▸ **Задания**
- A) Какой раздел биеннале, согласно фрагменту, получил звание «Лучшей экспозиции биеннале»?
- B) Приведите отрезок фрагмента от слов «Из наших в этот» до слов «тоже не густо.», заменив «Театр КВН» на «Дворец молодежи».

▸ **Фрагмент**
* * * * * * * * *

Раздел «Сложность / Слож(ен)ность» заслуженно завоевал звание «Лучшей экспозиции биеннале». Хотя с нелинейной и деконструктивистской идентичностью у нас дело обстоит примерно так же, как и с минимализмом. Только здесь причиной тому скорее состояние не умов, а технологий и рабочей силы.

Что касается выставки, то она хороша по исполнению – с пошатывающимся кумачовым полом, вибрирующей черно-красной перспективой, режиссируемыми подныриваниями под экспозиционные тубы. С содержанием – вообще ситуация почти что невероятная: Л.Айрапетову удалось привлечь не только относительно молодых – Т.Вискомба и П.С.Коэна, но и половину грандов мирового нелинейного мейнстрима: «Морфозис», «СООP», Э.О Мосса, П.Эйзенмана. Последний так вообще представил работу, до этого нигде не засвеченную – проект комплекса Археологического музея, в которой он от геобиоморфизма своего Культурного центра Галисии в Сантьяго де Компостела возвращается к ортогональным дисторциям и сдвижкам, послойному монтажу и т.п., характерным для его ранних – собственно деконструктивистских — работ.

Из наших в этот звездный ряд попали бюро Totement / Paper, А.Надточий-В.Бутко и, конечно же, предтеча – Школа-студия ЭДАС В.Кирпичева. И надо сказать, представленные проектные версии Конгресс-центра в Южносахалинске и реконструируемый в настоящий момент Театр КВН в Москве вполне адекватны заявленной парадигме – разумеется, если масштаб не имеет значения. Однако не надо забывать — все они ровесники вовсе не Т.Мейна или В.Прикса, а П.С.Коэна и Т.Вискомба. А у последнего, между прочим, с реализациями тоже не густо.

* * * * * * * * *

▸ **Предоставленные записи**
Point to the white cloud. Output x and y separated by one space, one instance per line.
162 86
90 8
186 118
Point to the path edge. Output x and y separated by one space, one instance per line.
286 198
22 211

* * * * * * * * *

▸ **Ответы к заданиям**
- A) Раздел «Сложность / Слож(ен)ность».

- B)
Из наших в этот звездный ряд попали бюро Totement / Paper, А.Надточий-В.Бутко и, конечно же, предтеча – Школа-студия ЭДАС В.Кирпичева. И надо сказать, представленные проектные версии Конгресс-центра в Южносахалинске и реконструируемый в настоящий момент Дворец молодежи в Москве вполне адекватны заявленной парадигме – разумеется, если масштаб не имеет значения. Однако не надо забывать — все они ровесники вовсе не Т.Мейна или В.Прикса, а П.С.Коэна и Т.Вискомба. А у последнего, между прочим, с реализациями тоже не густо.